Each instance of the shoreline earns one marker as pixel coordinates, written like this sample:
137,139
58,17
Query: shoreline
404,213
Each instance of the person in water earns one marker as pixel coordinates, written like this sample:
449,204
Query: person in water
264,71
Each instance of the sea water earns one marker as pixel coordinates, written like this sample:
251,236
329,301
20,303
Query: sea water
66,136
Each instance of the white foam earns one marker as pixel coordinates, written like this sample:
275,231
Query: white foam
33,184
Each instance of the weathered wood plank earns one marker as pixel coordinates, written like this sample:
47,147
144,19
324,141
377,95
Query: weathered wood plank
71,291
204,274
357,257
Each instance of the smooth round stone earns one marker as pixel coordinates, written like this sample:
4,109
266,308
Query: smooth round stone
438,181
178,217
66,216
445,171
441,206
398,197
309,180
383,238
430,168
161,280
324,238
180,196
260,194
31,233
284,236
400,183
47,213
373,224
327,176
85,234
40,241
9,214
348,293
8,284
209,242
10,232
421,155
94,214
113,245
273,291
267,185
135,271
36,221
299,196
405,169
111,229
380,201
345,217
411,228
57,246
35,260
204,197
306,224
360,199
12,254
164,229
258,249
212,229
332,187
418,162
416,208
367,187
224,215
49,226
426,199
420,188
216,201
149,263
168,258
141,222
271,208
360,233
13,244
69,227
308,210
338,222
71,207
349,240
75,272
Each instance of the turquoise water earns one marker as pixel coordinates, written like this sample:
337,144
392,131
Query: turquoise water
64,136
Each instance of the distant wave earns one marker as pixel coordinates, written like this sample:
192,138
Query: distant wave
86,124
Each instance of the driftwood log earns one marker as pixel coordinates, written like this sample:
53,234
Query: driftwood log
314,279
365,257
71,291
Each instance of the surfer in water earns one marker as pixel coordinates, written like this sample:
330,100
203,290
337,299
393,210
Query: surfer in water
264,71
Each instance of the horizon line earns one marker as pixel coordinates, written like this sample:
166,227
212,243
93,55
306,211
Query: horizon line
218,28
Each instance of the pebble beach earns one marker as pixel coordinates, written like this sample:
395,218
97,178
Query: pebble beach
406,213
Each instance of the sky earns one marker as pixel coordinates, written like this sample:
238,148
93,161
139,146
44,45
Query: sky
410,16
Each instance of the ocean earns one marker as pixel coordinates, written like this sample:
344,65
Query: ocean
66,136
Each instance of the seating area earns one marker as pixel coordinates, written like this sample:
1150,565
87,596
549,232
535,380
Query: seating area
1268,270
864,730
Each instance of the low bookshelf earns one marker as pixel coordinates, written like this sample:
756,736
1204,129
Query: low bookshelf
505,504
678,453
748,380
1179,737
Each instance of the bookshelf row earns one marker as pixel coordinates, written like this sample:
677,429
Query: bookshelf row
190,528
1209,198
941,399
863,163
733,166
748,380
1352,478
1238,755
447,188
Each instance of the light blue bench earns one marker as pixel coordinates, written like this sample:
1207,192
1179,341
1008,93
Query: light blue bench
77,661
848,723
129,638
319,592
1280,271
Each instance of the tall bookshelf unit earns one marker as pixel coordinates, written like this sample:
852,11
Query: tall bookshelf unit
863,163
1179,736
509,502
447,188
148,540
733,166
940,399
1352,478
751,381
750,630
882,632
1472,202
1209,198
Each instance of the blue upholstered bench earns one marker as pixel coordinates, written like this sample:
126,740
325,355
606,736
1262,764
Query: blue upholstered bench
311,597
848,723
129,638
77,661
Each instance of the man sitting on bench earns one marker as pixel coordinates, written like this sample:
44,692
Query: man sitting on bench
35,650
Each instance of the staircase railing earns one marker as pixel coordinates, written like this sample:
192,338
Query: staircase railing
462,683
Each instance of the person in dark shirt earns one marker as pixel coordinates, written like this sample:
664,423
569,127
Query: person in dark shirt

# [GIVEN INSTRUCTION]
Copy all of the items above line for line, changing nothing.

# [SOLUTION TO THIS PROBLEM]
Each instance of the shoreline earns one marker as pixel coordinates, written like this sample:
137,139
58,17
Query: shoreline
404,213
Each instance of the person in water earns one marker as pixel coordinates, written like this sample:
449,204
Query: person in water
264,71
Each instance of the sea water earns one marker as pixel coordinates, written like this sample:
251,236
329,301
20,303
Query: sea water
66,136
Each instance of the white foam earns one marker as pixel coordinates, written like this sample:
275,231
Query: white foam
33,184
Each instance of the weathered wood plank earns one marker as pixel coordinates, written like this sample:
47,147
144,19
324,141
377,95
Query: weathered wood plank
71,291
204,274
357,257
Each instance of the smooth round stone earns one marker as pixel coordinates, written like this sample:
4,109
266,308
Query: smooth round stone
438,181
178,217
66,216
445,171
441,206
398,197
309,180
383,238
430,168
161,280
324,238
180,196
260,194
31,233
284,236
400,183
47,213
373,224
327,176
85,234
40,241
9,214
348,293
8,284
209,242
10,232
421,155
94,214
113,245
273,291
267,185
135,271
36,221
299,196
405,169
111,229
380,201
345,217
411,228
57,246
35,260
204,197
306,224
360,199
12,254
164,229
258,249
212,229
332,187
418,162
416,208
367,187
224,215
49,226
426,199
420,188
216,201
149,263
168,258
141,222
271,208
360,233
13,244
69,227
308,210
338,222
71,207
349,240
75,272
Each instance of the turquoise water earns one marker as pixel coordinates, written like this sample:
337,144
392,131
Query: turquoise water
64,136
Each instance of the distant wave earns one marker as pixel coordinates, written like this sample:
192,138
Query: distant wave
86,124
Each instance of the driftwood log earns one marker as pixel coordinates, written like this sample:
53,234
Query: driftwood log
314,279
365,257
71,291
Each instance of the surfer in water earns one marker as pixel coordinates, written like this sample:
330,100
203,290
337,299
393,210
Query: surfer in water
264,71
Each instance of the horizon line earns one marker as pixel coordinates, written like this sample:
166,227
212,243
93,55
306,211
Query: horizon line
218,28
Each instance of the pebble beach earns one marker as pixel coordinates, written like this sample:
395,218
97,178
Query: pebble beach
406,213
Each instance of the sky earns one marker as pixel coordinates, written like this sample:
238,148
93,161
139,146
44,45
Query: sky
410,16
Each instance of the ocean earns one marker as pixel coordinates, written like this sample:
344,65
Query: ocean
66,136
Each instance of the seating area earns one marker as pixel coordinates, written like this sample:
1150,565
87,596
549,232
535,380
Query: seating area
1268,270
864,730
Each instance of the low bookshelf earns one marker as pixel coordinates, written like this sample:
756,736
1204,129
Query: low bookshelf
505,504
678,453
748,380
1179,737
Each instance of the bookshelf row earns one marker as pixel coordinates, written like this sample:
677,429
Query: bookshelf row
190,528
1209,198
941,399
863,163
733,166
748,380
1352,478
1238,755
447,188
Each instance of the light blue bench earns one marker as pixel coordinates, written like this sample:
1207,192
1179,341
1008,93
Query: light blue bench
77,661
848,723
129,638
319,592
1280,271
Each instance of the tall bookshelf unit earns one marker as pixel coordinates, written like this sample:
852,11
Query: tall bookshelf unit
863,163
1179,736
509,502
447,188
148,540
733,166
940,399
1352,478
751,381
750,630
882,632
1472,202
1209,198
Each instance of the blue upholstered bench earns one marker as pixel coordinates, written like this sample:
126,740
325,355
606,736
1262,764
Query: blue upholstered bench
311,597
848,723
129,638
77,661
Each instance of the man sitting on bench earns one marker as pixel coordinates, written like this sample:
44,692
Query: man sitting on bench
35,650
Each instance of the staircase railing earns one marker as pixel coordinates, written like this sample:
192,338
Query: staircase railing
462,683
Each instance of the person in dark shirt earns one marker as pixel coordinates, written like this sample:
664,423
569,127
Query: person in dark shirt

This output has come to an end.